___ INPUT DATA

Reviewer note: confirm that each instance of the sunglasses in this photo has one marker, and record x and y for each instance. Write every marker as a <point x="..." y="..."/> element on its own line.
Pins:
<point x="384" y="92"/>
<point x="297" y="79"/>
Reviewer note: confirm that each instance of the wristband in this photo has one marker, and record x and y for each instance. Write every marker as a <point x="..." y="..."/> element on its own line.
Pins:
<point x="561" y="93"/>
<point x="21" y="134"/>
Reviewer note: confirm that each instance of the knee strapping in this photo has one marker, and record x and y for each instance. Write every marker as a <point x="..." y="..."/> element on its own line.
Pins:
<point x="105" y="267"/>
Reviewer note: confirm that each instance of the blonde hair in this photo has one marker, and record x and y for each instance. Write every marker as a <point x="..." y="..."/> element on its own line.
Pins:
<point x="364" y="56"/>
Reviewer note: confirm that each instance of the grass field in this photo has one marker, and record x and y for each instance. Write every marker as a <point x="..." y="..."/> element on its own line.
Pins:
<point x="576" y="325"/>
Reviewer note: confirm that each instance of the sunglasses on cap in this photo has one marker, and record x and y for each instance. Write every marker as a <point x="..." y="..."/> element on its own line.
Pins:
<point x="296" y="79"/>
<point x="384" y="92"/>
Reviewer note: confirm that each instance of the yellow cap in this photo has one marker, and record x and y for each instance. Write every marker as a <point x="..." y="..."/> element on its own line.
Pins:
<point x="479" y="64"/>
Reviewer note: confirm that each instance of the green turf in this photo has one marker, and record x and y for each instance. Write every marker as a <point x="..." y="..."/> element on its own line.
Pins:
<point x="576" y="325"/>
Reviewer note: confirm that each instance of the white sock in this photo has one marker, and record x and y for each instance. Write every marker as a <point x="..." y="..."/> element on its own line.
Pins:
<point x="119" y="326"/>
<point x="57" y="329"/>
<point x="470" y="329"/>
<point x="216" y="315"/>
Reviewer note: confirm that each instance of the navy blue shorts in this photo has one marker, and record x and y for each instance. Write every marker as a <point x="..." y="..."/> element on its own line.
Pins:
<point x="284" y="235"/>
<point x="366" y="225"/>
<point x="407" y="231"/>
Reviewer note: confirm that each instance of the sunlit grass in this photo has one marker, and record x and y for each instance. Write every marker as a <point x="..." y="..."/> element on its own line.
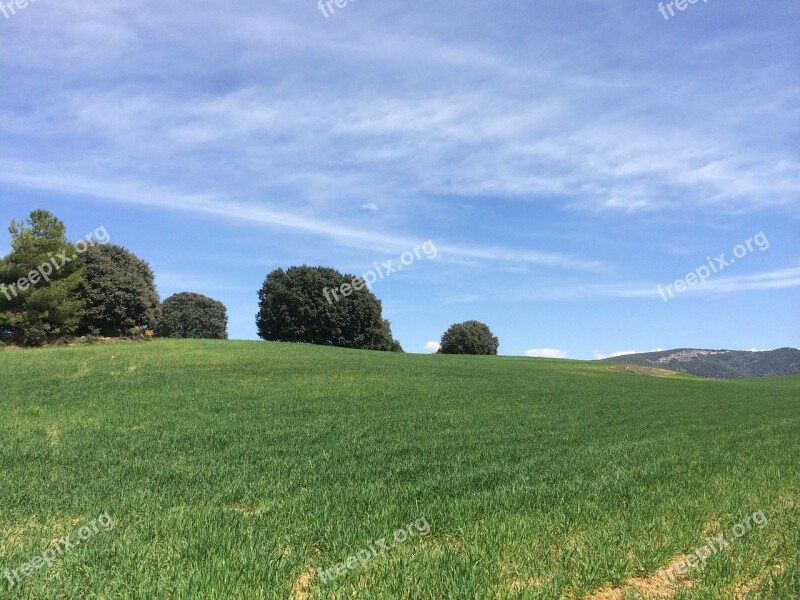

______

AIM OF THE TASK: Transcribe exactly, and without any pictures, each line from the one that holds "Reviewer note: confirm that each instance of the grass" through the final line of the material above.

EXERCISE ANSWER:
Reviewer note: confirm that each instance of the grass field in this photo has one marker, and record x and y for each instance. Write every marker as a <point x="..." y="..."/> element on its own line.
Pins:
<point x="576" y="325"/>
Reviewer note: confirm that each instance of the sunglasses on cap in this photo has one marker, and record x and y for each instance. Write every marker as a <point x="..." y="..."/> element on its own line.
Pins:
<point x="296" y="79"/>
<point x="384" y="92"/>
Reviewer note: confirm that each instance of the yellow cap in this photo has one marker, and record x and y for each instance. Write every marker as a <point x="..." y="..."/> element on its own line.
Pins:
<point x="479" y="64"/>
Reviewer note: confirm that each instance of the green turf in this photo has one marker, and record x and y for each instance. Write every marker as a <point x="..." y="..."/> element on its own line.
Pins:
<point x="576" y="325"/>
Reviewer note: confirm that each instance of the white sock in this photo has one marker, and record x and y for each instance. Write every marker as a <point x="..." y="..."/> element on its own line.
Pins:
<point x="119" y="326"/>
<point x="57" y="329"/>
<point x="470" y="329"/>
<point x="216" y="315"/>
Reviewer note: confirm that each instance of the navy blue shorts in this photo has one marker, and record x and y for each instance. Write every marker as a <point x="..." y="..."/> element on its own line.
Pins:
<point x="284" y="235"/>
<point x="366" y="225"/>
<point x="407" y="231"/>
Reviewer note: confirm that each instance of the sunlit grass in this photo has one marker, and record x and y for each instance. Write every marker as a <point x="..." y="..."/> element on its own line.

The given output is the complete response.